> _What you need to do_:
Print the range of lines that opens with the line containing "In this exercise you will mark each instance of the shrub" and closes with the last line of the listing. Include both ends; print nothing more.

::::::

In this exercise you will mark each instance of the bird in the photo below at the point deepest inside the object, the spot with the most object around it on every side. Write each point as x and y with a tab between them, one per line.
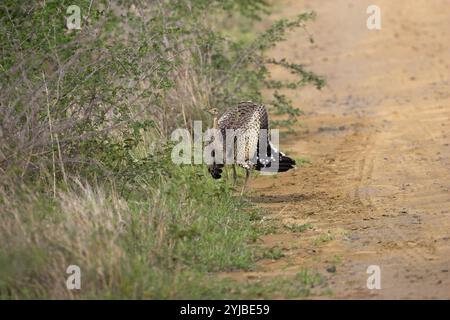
249	124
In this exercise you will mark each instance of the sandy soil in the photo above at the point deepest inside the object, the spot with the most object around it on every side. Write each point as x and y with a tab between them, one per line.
377	191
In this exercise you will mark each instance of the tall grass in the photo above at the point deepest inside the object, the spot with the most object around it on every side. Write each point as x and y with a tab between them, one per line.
85	171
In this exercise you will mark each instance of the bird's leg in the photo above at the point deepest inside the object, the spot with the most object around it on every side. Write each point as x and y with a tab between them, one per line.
247	175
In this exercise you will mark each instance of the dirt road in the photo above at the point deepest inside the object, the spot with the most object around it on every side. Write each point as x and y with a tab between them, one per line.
377	190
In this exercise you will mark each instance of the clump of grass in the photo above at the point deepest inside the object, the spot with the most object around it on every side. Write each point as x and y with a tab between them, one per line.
121	245
324	238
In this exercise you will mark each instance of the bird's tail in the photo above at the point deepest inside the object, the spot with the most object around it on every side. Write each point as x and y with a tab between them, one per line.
274	161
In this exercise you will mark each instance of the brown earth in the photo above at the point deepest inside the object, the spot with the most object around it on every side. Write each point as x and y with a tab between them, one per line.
377	190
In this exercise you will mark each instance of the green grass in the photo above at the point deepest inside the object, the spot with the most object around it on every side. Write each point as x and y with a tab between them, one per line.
298	228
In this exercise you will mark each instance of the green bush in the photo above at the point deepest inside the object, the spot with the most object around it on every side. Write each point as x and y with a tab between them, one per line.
85	120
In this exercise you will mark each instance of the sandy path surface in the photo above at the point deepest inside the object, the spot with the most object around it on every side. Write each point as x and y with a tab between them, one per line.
377	190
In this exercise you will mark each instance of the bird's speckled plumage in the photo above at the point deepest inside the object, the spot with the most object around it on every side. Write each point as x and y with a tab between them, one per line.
249	120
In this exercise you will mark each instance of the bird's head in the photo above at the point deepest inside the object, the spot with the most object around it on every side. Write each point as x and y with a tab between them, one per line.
213	111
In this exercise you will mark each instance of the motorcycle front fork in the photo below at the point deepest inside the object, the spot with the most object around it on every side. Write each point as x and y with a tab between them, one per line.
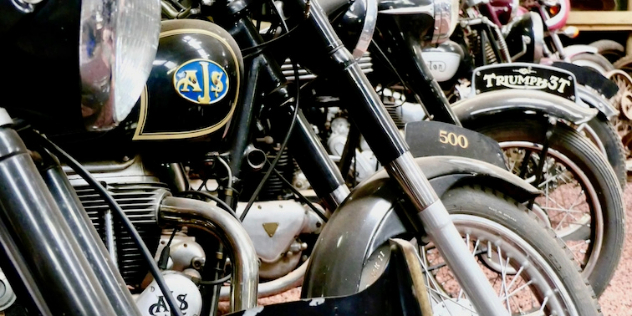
391	150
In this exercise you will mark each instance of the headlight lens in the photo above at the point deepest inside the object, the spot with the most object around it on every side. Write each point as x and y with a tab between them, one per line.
117	45
446	18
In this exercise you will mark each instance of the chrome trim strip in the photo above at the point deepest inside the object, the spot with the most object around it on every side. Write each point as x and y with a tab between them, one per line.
441	230
426	9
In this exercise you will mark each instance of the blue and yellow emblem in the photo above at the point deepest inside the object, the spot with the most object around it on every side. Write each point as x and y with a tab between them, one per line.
201	81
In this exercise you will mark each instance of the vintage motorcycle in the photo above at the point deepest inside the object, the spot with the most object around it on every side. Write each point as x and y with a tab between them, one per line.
58	263
517	118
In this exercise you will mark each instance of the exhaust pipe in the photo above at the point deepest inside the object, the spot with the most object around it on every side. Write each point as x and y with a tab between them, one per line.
198	214
255	158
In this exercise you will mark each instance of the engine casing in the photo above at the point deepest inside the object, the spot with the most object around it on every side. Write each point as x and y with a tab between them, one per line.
193	87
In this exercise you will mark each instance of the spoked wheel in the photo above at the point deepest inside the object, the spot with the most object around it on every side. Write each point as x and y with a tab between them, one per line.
515	252
622	101
582	197
593	61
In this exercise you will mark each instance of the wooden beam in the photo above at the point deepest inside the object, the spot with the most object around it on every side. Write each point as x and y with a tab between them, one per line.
601	20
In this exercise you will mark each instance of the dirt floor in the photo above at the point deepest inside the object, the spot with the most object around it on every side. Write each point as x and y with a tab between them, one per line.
616	301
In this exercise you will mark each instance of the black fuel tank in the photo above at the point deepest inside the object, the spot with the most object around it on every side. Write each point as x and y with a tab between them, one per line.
190	96
193	87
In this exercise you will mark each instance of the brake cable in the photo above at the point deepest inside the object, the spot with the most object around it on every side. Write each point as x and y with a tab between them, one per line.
289	132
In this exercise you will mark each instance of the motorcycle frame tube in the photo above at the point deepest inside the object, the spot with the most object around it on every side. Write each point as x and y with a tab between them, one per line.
265	76
37	226
245	263
88	238
323	175
380	132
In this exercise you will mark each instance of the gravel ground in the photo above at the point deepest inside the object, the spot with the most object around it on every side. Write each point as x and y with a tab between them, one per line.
616	300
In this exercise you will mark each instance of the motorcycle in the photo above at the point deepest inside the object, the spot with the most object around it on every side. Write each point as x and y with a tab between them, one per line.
48	237
517	118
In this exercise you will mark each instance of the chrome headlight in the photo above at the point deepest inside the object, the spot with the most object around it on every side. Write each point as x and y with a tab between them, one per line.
446	13
117	44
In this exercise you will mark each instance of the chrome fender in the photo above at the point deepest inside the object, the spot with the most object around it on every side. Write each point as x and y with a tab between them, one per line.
369	217
504	101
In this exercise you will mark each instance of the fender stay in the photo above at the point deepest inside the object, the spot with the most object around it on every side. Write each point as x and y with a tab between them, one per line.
371	215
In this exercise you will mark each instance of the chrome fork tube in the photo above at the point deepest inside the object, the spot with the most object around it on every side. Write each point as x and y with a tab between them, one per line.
440	229
375	124
42	235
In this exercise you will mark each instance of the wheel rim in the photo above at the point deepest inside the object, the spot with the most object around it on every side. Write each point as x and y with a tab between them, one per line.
533	289
578	222
622	101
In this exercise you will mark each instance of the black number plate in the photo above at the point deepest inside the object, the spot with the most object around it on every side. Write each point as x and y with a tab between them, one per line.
524	76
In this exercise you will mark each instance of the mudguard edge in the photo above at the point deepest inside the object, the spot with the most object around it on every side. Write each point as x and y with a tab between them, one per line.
369	217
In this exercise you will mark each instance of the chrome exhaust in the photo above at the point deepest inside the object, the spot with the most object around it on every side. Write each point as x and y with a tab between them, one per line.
201	215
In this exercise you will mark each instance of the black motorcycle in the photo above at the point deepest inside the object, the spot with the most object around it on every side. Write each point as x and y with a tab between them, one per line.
198	87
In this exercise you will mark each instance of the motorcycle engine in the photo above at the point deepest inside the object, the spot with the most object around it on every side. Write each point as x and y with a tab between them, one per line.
139	194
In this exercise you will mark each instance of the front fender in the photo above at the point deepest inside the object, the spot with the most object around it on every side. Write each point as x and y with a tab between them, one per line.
596	101
369	217
573	50
504	101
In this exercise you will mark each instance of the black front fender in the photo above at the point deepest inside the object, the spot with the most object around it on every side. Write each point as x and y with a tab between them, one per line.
369	217
506	101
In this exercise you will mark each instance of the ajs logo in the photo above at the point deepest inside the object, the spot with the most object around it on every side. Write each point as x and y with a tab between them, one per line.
201	81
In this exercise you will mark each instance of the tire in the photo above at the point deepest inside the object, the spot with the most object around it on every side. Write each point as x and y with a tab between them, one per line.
593	61
467	203
611	141
609	49
605	202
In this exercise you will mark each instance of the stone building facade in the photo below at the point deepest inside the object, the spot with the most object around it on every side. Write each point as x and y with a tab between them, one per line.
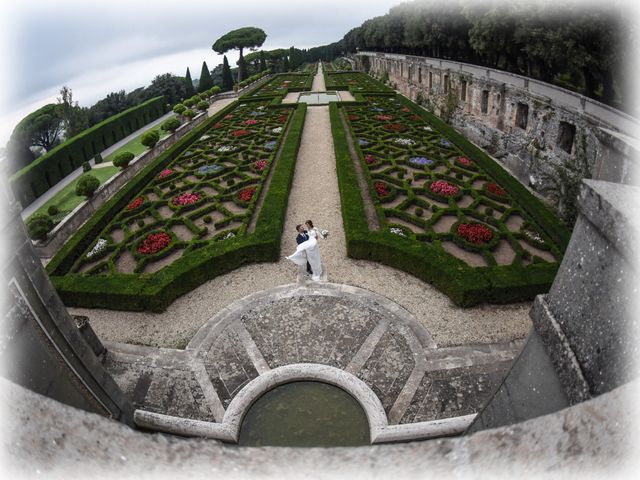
548	137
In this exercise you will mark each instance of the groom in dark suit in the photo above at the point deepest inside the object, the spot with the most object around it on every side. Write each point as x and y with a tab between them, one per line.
303	236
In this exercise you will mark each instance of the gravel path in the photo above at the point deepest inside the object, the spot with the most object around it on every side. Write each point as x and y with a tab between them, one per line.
315	196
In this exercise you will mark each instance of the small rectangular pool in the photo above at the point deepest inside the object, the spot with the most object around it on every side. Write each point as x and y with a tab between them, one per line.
318	98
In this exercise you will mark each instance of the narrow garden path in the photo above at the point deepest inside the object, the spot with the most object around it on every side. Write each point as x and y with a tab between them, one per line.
315	196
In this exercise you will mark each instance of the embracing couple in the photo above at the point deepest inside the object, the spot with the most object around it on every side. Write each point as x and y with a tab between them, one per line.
308	251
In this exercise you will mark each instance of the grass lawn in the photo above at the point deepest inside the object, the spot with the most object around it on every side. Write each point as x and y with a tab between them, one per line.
66	199
134	146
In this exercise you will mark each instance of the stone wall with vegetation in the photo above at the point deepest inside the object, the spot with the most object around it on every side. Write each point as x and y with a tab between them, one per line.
546	136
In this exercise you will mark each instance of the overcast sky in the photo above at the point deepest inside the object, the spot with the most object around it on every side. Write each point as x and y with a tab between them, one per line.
97	46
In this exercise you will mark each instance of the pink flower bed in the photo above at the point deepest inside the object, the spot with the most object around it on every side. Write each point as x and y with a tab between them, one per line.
135	203
153	243
496	189
444	188
261	165
475	233
165	173
247	194
186	198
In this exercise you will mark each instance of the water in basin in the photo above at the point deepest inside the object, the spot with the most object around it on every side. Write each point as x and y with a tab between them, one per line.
305	414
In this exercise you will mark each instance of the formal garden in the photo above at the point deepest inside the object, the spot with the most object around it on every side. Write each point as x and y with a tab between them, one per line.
280	85
448	213
195	209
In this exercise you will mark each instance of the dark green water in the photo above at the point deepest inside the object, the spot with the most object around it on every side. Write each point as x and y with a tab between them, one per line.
305	414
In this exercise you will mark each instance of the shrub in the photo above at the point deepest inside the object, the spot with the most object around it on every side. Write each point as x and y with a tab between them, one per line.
170	125
123	159
87	184
150	138
38	226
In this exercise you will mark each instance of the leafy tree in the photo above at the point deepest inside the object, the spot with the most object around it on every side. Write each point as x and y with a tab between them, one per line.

::::::

> _Response to this task_:
In this exercise you will mark each instance of the shrub in the photo above at the point deepest inside the object, the spot with the most object around it on every side. Write each point as x and y with a tab between them, one per line.
170	125
123	159
87	184
150	138
38	226
In this exercise you will mark each instance of the leafy tree in the photo above at the point deepest inside the object, the spot with the most object around it on every side. Write each point as x and y with a tab between them, one per line.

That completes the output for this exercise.